Her answer is a qualified “yes.” It’s obviously a personal choice—and nothing against photographers who do this style of work or folks who use them—but for me, I find that the everyday snaps I make of my family doing what they do are a much more cherished documentary of our lives than any posed studio portrait. Kids running down the hall, out of focus hands and faces grabbing for the lens, asleep in bed, cooking dinner—these are the moments life is made of.

Studio portraits are really, really nice mug shots. They can be beautiful. I even shoot photos like this myself. But nothing beats a large collection of everyday shots of people doing everyday things to tell a real story about a life—regardless of any perceived difference in quality.

John Watson

John is the original founder of Photodoto, but after running it for 4 years he had to focus on different things. If you're interested in what John has been up to recently, you can check is personal blog or browse his photo blog.
  • I couldn’t agree more. I’ve always hated going to those things. And while they can be rather well done, that sort of posed, set up photography bought from some seedy place in the mall with those stupid backdrops has always struck me as entirely fake, impersonal, and mostly useless. This is mostly aimed at the seedy places in the mall like I said, as it is not impersonal or fake at all if you take the pictures yourself. Well maybe a little fake, as all posed photography is a little fake at least, but I digress. It’s good, though not surprising, to hear that you feel the way you do.

  • Yes they are worth it, but only if you have aging relatives (mostly female) who value them. That being said, if you’re at all photographically inclined, it’s worth it to learn how to make this kind of photography yourself.

  • I love looking through photos of my kids. Specifically, MY photos of my kids. Seeing them laughing and playing, rather than just sitting there with a fake smile, is so much better. The old studio shots of them are interesting, but the ones we look at every day are the ones we took ourselves.

  • Amy

    It’s true that I say “yes” to taking these photos. But I completely agree with you all, too. Take photos of your children yourself! Take TONS of photos of your children yourself! But, for those who are not as photographically inclined (read: many of my readers), I have to admit, it’s an easy solution for nice headshot-type photos for the grandparents to suppliment what you’ve already got.

    I take tons and tons of photos of my daughter with my own camera, and I love those shots most of all because they are candid and show her true personality. And admittedly, I took these portrait shots with a blog post about them in mind, but I ended up surprisingly glad I did it. Maybe I just see the irony in them and it makes me laugh. Who knows.

    And as a non-elitist photographer, I think it’s fine to suggest it as a viable option to budget-conscious parents. :)

  • We take lots of photos at nearly every opportunity to capture the moment and fill up the scrapbooks. However, we also get the kids portrait taken at milestone dates (birthdays) and group ones on certain holidays like Easter and Christmas. Of course it helps that our local Sears takes pretty good shots and they are relatively inexpensive.

★ ★ ★ ★ ★ ★ ★

**Direction 1**
Copy the passage on studio portraits word for word, everything from "It’s true that" down to "budget-conscious parents. :)".
The passage above and the records that follow have nothing to do with each other.

★ ★ ★ ★ ★ ★ ★

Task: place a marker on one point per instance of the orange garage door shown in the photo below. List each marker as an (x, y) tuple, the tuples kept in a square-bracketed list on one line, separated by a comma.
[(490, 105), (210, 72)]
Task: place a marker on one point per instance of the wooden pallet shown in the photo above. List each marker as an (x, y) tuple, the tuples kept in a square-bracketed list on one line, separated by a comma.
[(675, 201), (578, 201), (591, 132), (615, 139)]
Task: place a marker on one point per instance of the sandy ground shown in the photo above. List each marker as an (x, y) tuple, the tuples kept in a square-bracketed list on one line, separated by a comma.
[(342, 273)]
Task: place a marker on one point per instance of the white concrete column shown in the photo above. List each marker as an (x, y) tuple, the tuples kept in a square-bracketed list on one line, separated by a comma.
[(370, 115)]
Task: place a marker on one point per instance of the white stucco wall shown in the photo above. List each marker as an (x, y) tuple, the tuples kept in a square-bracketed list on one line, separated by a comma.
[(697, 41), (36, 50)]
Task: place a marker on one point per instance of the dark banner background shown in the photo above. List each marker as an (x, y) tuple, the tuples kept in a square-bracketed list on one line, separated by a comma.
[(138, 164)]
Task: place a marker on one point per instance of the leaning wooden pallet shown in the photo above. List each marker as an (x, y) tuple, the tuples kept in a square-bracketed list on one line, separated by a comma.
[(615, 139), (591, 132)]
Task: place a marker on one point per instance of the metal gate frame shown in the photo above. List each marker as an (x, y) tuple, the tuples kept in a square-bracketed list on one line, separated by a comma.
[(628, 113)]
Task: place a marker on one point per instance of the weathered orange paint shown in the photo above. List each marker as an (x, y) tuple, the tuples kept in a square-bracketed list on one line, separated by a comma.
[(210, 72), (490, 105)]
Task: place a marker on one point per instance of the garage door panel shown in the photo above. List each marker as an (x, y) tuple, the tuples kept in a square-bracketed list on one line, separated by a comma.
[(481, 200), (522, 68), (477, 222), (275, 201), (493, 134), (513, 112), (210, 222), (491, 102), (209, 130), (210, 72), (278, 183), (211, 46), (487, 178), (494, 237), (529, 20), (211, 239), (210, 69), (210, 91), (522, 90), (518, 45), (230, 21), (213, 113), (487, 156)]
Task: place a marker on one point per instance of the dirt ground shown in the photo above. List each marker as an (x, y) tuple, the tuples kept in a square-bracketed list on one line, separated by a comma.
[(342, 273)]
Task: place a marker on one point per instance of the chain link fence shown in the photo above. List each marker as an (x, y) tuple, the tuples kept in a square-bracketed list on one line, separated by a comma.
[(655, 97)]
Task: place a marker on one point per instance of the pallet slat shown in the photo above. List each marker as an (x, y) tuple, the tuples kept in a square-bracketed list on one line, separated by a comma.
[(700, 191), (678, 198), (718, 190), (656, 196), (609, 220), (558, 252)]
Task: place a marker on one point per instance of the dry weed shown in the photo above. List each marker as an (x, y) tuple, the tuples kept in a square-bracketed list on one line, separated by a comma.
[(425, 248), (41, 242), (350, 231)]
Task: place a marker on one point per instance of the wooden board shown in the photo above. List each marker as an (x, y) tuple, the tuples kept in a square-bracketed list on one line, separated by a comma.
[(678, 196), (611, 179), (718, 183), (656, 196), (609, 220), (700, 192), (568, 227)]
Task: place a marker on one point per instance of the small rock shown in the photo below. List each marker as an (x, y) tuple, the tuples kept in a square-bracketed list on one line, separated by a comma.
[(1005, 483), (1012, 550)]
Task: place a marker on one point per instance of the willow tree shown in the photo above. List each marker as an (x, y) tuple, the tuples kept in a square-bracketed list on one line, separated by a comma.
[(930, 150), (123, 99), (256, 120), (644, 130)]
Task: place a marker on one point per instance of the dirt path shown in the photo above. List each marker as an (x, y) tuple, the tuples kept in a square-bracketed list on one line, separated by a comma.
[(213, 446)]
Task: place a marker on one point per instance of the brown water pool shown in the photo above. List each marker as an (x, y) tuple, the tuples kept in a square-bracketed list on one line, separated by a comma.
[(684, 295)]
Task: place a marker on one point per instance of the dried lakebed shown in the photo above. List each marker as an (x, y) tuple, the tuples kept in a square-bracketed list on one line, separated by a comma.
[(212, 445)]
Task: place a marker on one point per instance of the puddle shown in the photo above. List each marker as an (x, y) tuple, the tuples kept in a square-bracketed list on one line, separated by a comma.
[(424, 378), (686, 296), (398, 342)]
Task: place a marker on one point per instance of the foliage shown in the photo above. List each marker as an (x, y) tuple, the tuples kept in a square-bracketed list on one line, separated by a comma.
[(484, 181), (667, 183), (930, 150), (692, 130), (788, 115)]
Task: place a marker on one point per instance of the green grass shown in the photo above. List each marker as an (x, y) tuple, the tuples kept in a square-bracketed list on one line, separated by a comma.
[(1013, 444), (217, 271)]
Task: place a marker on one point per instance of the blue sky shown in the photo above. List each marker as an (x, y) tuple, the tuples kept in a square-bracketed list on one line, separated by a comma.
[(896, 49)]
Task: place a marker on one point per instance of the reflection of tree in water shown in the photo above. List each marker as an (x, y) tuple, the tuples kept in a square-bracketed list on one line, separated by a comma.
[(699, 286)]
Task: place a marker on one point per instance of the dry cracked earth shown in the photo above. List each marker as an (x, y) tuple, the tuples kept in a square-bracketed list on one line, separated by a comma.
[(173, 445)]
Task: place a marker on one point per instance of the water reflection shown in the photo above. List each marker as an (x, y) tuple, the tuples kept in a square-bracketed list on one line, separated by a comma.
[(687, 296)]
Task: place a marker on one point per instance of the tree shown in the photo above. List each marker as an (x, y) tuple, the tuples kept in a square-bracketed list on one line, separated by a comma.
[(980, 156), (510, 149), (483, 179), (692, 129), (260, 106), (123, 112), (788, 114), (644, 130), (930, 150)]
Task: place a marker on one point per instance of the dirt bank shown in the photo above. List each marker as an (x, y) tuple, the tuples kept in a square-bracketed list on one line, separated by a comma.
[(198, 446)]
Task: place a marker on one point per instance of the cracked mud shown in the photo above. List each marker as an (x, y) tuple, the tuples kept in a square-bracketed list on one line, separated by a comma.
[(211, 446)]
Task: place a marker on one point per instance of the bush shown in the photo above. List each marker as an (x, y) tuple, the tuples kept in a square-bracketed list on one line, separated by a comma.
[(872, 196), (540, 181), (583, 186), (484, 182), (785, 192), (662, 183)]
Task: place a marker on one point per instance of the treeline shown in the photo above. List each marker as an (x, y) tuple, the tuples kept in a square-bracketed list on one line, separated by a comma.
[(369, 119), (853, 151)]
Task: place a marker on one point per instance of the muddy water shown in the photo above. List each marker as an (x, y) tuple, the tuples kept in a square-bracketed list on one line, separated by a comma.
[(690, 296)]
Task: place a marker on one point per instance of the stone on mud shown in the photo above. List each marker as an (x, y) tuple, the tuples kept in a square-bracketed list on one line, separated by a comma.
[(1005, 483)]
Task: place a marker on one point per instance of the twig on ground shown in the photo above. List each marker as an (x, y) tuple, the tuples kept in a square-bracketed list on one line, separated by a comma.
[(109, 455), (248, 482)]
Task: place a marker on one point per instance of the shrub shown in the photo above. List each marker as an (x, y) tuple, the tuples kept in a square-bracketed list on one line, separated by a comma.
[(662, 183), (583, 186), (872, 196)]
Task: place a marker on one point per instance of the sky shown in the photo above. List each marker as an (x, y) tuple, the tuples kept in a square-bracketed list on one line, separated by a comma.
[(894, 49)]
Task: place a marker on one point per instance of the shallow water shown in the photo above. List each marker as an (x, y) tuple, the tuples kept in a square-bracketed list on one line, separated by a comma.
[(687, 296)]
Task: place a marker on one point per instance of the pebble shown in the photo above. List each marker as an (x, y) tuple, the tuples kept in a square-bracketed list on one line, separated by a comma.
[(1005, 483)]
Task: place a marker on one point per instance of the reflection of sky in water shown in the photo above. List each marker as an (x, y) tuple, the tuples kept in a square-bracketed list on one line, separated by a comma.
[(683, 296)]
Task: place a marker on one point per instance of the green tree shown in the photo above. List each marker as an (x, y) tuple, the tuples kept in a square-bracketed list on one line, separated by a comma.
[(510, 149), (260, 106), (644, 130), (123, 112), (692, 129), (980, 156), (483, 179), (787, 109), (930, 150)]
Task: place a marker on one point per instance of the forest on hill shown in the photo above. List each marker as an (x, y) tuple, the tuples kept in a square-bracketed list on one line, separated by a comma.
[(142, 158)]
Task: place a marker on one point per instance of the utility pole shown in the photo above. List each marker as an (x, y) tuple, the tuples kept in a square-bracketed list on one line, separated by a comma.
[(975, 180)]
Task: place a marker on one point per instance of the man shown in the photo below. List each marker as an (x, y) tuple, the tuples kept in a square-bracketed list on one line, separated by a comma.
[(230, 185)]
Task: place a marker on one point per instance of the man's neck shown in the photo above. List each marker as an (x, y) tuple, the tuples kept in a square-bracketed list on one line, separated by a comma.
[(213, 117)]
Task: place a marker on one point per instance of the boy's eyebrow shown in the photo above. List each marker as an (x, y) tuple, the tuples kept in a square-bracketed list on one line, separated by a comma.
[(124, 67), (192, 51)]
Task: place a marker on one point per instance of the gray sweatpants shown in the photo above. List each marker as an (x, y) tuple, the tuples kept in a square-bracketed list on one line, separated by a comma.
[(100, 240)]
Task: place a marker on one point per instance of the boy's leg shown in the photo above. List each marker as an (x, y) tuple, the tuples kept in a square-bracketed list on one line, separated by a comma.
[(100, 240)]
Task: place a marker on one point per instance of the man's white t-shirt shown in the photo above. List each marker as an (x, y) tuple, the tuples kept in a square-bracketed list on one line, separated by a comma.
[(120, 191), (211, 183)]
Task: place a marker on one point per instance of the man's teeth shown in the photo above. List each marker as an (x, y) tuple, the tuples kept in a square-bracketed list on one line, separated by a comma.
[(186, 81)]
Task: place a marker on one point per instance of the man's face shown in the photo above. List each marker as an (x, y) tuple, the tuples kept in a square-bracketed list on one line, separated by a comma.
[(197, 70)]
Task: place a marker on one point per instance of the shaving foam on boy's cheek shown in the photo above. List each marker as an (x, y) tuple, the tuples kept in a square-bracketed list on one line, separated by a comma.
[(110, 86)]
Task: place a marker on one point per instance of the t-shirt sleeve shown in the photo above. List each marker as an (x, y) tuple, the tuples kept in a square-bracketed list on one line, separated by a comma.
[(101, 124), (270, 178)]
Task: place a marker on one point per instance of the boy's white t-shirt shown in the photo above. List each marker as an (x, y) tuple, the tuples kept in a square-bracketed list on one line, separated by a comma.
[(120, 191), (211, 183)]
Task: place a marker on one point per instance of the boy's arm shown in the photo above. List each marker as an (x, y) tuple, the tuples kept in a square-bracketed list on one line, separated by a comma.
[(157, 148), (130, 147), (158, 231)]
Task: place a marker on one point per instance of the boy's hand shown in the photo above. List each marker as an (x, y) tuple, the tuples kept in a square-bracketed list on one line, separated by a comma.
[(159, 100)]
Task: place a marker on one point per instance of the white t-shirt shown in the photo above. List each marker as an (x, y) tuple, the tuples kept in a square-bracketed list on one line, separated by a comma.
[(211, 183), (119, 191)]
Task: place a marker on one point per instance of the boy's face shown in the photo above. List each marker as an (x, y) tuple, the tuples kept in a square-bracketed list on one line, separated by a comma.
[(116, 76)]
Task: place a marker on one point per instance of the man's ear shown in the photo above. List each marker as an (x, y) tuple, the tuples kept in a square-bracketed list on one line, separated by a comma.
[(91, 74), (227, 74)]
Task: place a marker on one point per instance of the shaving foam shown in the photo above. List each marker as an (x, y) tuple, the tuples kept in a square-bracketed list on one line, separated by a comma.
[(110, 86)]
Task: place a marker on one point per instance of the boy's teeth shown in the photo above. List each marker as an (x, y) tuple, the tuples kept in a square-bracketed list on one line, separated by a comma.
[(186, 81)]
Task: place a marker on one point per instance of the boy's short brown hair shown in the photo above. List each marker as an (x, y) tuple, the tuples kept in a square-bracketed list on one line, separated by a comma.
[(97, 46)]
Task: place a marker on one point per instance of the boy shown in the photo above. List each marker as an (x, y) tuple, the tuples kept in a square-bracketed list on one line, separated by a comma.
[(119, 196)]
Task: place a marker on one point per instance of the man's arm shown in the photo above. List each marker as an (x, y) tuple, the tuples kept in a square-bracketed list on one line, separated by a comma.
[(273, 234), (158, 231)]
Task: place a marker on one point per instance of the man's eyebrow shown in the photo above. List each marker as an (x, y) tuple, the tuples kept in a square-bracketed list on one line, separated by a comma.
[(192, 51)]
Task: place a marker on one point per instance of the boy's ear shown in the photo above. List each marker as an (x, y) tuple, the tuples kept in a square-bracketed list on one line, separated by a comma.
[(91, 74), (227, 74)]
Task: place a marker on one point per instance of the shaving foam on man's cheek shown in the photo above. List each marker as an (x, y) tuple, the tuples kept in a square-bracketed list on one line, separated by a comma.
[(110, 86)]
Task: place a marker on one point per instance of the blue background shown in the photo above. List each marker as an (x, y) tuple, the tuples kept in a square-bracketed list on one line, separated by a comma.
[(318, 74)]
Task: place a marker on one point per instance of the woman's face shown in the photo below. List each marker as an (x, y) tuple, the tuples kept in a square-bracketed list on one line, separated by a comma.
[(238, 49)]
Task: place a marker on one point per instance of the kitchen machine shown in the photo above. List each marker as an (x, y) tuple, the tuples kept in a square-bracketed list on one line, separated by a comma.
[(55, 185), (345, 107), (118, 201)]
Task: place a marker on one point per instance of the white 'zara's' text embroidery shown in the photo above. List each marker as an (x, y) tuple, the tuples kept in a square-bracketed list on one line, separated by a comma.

★ ★ ★ ★ ★ ★ ★

**Direction 2**
Rewrite everything from the start of the records down to the line containing "[(490, 105), (210, 72)]", replacing "orange garage door" with "red garage door" and leaving the rest unchanged. Return only those lines.

**Correct response 1**
It’s true that I say “yes” to taking these photos. But I completely agree with you all, too. Take photos of your children yourself! Take TONS of photos of your children yourself! But, for those who are not as photographically inclined (read: many of my readers), I have to admit, it’s an easy solution for nice headshot-type photos for the grandparents to suppliment what you’ve already got.

    I take tons and tons of photos of my daughter with my own camera, and I love those shots most of all because they are candid and show her true personality. And admittedly, I took these portrait shots with a blog post about them in mind, but I ended up surprisingly glad I did it. Maybe I just see the irony in them and it makes me laugh. Who knows.

    And as a non-elitist photographer, I think it’s fine to suggest it as a viable option to budget-conscious parents. :)

**Correct response 2**
Task: place a marker on one point per instance of the red garage door shown in the photo below. List each marker as an (x, y) tuple, the tuples kept in a square-bracketed list on one line, separated by a comma.
[(490, 105), (210, 72)]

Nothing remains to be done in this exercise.